▶ _Task material_
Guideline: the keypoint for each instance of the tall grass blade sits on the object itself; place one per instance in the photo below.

---

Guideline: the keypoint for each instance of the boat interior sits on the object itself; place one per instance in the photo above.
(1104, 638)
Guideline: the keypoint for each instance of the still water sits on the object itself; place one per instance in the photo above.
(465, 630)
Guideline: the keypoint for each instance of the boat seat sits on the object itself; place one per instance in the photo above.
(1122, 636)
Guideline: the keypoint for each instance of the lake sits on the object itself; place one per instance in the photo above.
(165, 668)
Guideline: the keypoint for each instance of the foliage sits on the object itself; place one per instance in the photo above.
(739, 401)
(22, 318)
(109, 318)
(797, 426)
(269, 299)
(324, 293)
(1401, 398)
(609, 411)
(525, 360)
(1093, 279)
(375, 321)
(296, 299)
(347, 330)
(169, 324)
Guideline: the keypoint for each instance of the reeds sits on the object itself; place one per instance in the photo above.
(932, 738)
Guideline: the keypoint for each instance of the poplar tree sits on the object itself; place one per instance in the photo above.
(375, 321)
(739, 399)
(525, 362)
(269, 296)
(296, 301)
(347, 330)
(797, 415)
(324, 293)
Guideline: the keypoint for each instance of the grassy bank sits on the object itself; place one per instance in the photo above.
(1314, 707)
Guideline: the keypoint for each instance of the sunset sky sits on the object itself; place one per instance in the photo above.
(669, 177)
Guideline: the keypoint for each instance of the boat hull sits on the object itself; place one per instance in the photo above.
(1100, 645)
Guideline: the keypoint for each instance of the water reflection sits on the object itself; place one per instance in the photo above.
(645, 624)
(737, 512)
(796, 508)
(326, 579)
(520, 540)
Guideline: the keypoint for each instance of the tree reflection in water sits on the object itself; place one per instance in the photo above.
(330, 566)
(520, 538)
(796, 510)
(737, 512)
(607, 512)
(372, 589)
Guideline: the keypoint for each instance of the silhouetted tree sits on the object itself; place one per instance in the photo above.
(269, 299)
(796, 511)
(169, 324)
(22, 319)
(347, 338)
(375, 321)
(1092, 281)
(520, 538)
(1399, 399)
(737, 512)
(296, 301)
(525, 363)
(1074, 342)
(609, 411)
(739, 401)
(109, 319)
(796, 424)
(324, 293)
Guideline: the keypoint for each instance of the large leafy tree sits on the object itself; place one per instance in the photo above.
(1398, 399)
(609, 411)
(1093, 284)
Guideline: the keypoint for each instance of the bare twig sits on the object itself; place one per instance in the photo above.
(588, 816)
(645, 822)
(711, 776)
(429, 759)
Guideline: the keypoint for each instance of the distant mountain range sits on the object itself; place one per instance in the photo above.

---

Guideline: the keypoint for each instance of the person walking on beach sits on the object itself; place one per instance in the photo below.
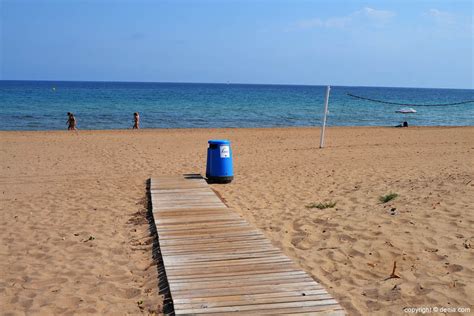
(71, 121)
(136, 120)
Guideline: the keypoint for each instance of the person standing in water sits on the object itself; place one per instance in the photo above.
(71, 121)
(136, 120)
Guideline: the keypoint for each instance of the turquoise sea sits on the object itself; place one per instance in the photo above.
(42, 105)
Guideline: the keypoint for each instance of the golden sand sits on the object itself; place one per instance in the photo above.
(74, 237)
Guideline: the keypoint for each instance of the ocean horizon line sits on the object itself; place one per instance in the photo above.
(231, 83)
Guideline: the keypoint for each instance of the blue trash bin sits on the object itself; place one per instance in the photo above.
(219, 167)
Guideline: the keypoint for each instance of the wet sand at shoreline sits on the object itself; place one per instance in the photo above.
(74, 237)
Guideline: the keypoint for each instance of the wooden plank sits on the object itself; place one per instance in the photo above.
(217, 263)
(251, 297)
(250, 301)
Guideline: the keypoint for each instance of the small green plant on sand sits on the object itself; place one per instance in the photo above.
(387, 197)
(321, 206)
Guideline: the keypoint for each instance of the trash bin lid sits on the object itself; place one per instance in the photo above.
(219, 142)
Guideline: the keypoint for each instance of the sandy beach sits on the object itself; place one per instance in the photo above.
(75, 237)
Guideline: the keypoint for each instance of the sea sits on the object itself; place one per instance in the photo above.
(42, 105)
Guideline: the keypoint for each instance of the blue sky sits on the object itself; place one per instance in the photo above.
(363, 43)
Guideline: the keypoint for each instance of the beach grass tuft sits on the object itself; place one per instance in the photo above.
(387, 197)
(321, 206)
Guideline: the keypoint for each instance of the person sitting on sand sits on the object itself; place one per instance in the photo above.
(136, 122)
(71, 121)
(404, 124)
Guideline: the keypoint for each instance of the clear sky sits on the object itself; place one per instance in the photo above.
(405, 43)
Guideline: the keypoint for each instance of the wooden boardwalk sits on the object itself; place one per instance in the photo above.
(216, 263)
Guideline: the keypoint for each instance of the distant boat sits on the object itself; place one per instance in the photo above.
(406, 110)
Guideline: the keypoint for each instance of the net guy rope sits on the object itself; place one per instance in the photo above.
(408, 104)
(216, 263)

▶ _Exercise aim_
Look through the data above and return exactly the lines from the one that contains "Guideline: the keypoint for each instance of the water" to the one that contains "the distant mountain", inclusive, with nothing else.

▶ _Reply to the exercise_
Guideline: the keypoint for each instance of the water reflection sits on the object itself; place one per instance in the photo above.
(645, 624)
(737, 512)
(796, 508)
(326, 579)
(520, 540)
Guideline: the keypoint for each instance of the tree reflection in water sits on the object itself; place one per instance in the photo above.
(330, 566)
(520, 538)
(796, 510)
(737, 512)
(607, 512)
(372, 589)
Guideline: the keypoint for each instance of the silhouetted tree sits on the object itself; place one per instance in the photo above.
(269, 299)
(796, 511)
(169, 324)
(22, 319)
(347, 338)
(375, 321)
(1092, 281)
(520, 538)
(1399, 399)
(737, 512)
(296, 301)
(525, 363)
(1074, 342)
(609, 411)
(739, 401)
(109, 319)
(796, 424)
(324, 293)
Guideline: the keypoint for each instance of the large leafy tree sits on the object itself; place one per instance in the photo above.
(1398, 399)
(609, 411)
(1093, 284)
Guideline: the keypoint for each instance of the bare twig sits on the object itself; place one per instance in the photo above.
(588, 816)
(645, 822)
(711, 776)
(429, 759)
Guideline: the keypoint for each instance of the distant mountain range sits on the object itself; place one per instance in the photo above.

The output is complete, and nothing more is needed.